Data to use:
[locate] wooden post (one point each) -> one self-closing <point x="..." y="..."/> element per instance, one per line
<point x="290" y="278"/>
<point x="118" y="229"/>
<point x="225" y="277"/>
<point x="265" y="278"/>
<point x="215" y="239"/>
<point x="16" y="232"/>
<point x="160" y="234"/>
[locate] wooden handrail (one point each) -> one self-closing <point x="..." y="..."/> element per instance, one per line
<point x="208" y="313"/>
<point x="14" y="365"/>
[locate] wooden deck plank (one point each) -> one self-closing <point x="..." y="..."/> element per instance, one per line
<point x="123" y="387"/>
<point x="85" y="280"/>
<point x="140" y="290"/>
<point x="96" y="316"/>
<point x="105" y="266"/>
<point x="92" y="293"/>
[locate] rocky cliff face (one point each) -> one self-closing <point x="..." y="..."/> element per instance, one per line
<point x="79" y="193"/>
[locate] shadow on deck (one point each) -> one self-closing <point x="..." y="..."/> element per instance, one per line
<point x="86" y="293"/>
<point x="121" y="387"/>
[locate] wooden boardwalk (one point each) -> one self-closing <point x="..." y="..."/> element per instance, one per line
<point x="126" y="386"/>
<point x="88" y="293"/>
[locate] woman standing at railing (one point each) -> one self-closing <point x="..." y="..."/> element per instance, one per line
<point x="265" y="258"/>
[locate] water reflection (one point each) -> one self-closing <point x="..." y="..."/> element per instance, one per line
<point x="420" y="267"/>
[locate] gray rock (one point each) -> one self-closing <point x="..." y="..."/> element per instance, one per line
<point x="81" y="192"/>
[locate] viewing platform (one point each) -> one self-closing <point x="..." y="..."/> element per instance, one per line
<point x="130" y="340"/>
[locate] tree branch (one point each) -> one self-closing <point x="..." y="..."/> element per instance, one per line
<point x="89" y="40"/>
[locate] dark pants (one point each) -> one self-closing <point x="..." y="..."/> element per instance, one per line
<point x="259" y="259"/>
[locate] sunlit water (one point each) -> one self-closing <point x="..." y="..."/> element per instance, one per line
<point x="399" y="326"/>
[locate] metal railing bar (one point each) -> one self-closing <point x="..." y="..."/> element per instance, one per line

Exercise description: Restate word for word the lines running from the line that holds "[locate] tree branch" to the final line of the entries.

Answer section:
[locate] tree branch (one point each) -> one self-closing <point x="..." y="..."/> element per instance, one per line
<point x="89" y="40"/>
[locate] dark pants (one point each) -> one self-closing <point x="..." y="..."/> element per instance, one per line
<point x="259" y="259"/>
[locate] sunlit water (one point each) -> one self-closing <point x="..." y="..."/> element per instance, one per line
<point x="399" y="326"/>
[locate] metal railing bar (one point each) -> one self-closing <point x="..." y="..."/> element per instance, one per line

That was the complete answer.